Segment Start: DATA FOR THIS TASK

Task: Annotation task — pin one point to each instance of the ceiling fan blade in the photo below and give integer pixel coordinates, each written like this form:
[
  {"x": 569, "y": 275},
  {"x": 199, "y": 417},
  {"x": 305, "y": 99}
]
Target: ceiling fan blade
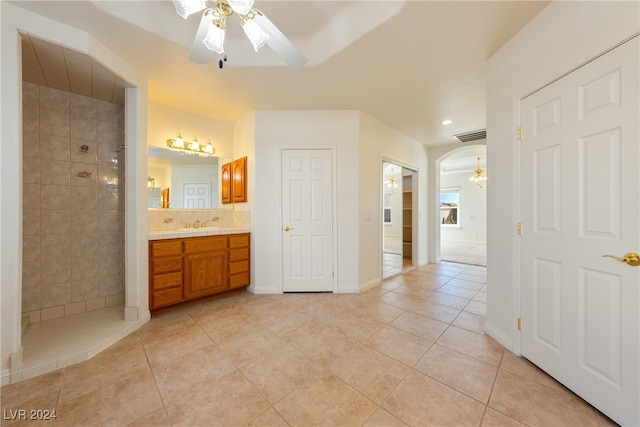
[
  {"x": 199, "y": 52},
  {"x": 280, "y": 43}
]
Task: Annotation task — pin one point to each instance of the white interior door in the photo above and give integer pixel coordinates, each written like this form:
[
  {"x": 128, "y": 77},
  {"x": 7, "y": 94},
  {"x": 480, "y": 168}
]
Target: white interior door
[
  {"x": 307, "y": 220},
  {"x": 197, "y": 196},
  {"x": 580, "y": 201}
]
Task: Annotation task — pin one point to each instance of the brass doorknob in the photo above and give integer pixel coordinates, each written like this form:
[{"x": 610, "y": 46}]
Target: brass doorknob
[{"x": 631, "y": 258}]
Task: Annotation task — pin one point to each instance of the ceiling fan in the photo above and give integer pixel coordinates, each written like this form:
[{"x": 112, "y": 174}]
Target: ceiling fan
[{"x": 210, "y": 35}]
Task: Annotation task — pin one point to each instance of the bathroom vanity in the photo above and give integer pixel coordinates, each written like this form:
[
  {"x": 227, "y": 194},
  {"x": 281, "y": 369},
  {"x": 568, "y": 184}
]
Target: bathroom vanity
[{"x": 183, "y": 269}]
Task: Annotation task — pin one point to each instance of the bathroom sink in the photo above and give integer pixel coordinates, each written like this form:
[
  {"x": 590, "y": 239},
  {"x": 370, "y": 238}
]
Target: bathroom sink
[{"x": 200, "y": 231}]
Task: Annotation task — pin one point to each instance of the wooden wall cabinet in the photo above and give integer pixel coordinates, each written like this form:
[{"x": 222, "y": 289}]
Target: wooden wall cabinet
[
  {"x": 182, "y": 270},
  {"x": 226, "y": 173},
  {"x": 234, "y": 181},
  {"x": 240, "y": 180}
]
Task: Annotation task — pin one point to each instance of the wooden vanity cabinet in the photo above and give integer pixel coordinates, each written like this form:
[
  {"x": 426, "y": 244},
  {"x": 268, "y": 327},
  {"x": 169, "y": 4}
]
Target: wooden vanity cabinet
[
  {"x": 206, "y": 267},
  {"x": 239, "y": 261},
  {"x": 165, "y": 273},
  {"x": 182, "y": 270}
]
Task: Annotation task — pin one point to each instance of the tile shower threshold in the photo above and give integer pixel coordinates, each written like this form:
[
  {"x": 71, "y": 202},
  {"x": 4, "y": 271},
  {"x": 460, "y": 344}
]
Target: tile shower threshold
[{"x": 53, "y": 344}]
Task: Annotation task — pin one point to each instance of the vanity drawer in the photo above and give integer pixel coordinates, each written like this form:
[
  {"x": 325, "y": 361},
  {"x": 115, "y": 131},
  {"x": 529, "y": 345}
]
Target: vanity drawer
[
  {"x": 238, "y": 254},
  {"x": 238, "y": 267},
  {"x": 238, "y": 240},
  {"x": 161, "y": 281},
  {"x": 166, "y": 297},
  {"x": 239, "y": 280},
  {"x": 204, "y": 244},
  {"x": 167, "y": 265},
  {"x": 165, "y": 248}
]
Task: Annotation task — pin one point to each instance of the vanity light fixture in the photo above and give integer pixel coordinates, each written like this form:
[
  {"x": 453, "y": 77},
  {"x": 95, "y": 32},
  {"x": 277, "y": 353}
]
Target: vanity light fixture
[{"x": 193, "y": 147}]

Segment End: DATA FOR THIS TASK

§ **ASSIGNMENT**: Transcribe all entries above exactly. Drop the pictures.

§ **EXPECTED ANSWER**:
Task: Annotation task — pin one point to each instance of the ceiling fan blade in the photo below and give integer pixel coordinates, each written like this form:
[
  {"x": 569, "y": 275},
  {"x": 199, "y": 417},
  {"x": 305, "y": 99}
]
Target: ceiling fan blade
[
  {"x": 199, "y": 52},
  {"x": 280, "y": 43}
]
Task: Annotation task — pin one point to each instance of the white interior door in the photo above and give integer pixel coordinates, each written like this form:
[
  {"x": 128, "y": 77},
  {"x": 7, "y": 94},
  {"x": 480, "y": 168}
]
Target: white interior door
[
  {"x": 307, "y": 220},
  {"x": 197, "y": 196},
  {"x": 580, "y": 201}
]
Task: Annotation task — pin one point to each instance of the brass doorknob in the photo above and give integer pixel coordinates, each written like this form:
[{"x": 610, "y": 46}]
Target: brass doorknob
[{"x": 631, "y": 258}]
Task: Annotation task — pin one point to each instance of the ceiling fan in the photo above and give integer pixel coordinates, each written like this form:
[{"x": 112, "y": 174}]
Target: ceiling fan
[{"x": 210, "y": 35}]
Task: Annotation task — pin one point to each instance of the bathroom vanity in the photo above and give integer pixel coordinates, each written like this form:
[
  {"x": 227, "y": 194},
  {"x": 281, "y": 369},
  {"x": 568, "y": 184}
]
Target: bathroom vanity
[{"x": 183, "y": 269}]
Task: Annotation task — pin one point to each instance of the bathroom sink in the photo above and give integer pixel coordinates, each written like this form:
[
  {"x": 590, "y": 239},
  {"x": 370, "y": 238}
]
Target: bathroom sink
[{"x": 200, "y": 231}]
Task: Annotation task — pin one point to each instance of the wooden wall cabinet in the photo above and give integer pixel coordinates, each written like this form:
[{"x": 222, "y": 289}]
Target: wooden wall cabinet
[
  {"x": 182, "y": 270},
  {"x": 226, "y": 173},
  {"x": 234, "y": 181},
  {"x": 240, "y": 180}
]
Task: Annotation task — pin one point to each instance of the wooden vanity cabinet in the photo above and give integer pixel coordinates, each written like this form:
[
  {"x": 426, "y": 244},
  {"x": 268, "y": 327},
  {"x": 169, "y": 4}
]
Target: wooden vanity cabinet
[
  {"x": 206, "y": 267},
  {"x": 239, "y": 261},
  {"x": 165, "y": 273},
  {"x": 182, "y": 270}
]
Task: Annotation task — pin one point to each instance of the tile shower threshold in the photo above and give integer pixel coordinates, each written like this form:
[
  {"x": 71, "y": 202},
  {"x": 4, "y": 271},
  {"x": 460, "y": 344}
]
Target: tile shower threshold
[{"x": 53, "y": 344}]
Task: Annotation task — pin one point to each instance of the vanity drawer in the photo above and give integer pixel coordinates, each written like this form:
[
  {"x": 325, "y": 361},
  {"x": 115, "y": 131},
  {"x": 529, "y": 345}
]
Target: vanity drawer
[
  {"x": 238, "y": 254},
  {"x": 238, "y": 267},
  {"x": 238, "y": 240},
  {"x": 161, "y": 281},
  {"x": 166, "y": 297},
  {"x": 239, "y": 280},
  {"x": 204, "y": 244},
  {"x": 167, "y": 265},
  {"x": 165, "y": 248}
]
Task: Annotation task — pin one point to each instance of the vanity light fixture in the photo above and give integer pixel coordinates, each written like this form:
[
  {"x": 453, "y": 77},
  {"x": 95, "y": 32},
  {"x": 277, "y": 353}
]
Target: vanity light fixture
[{"x": 193, "y": 147}]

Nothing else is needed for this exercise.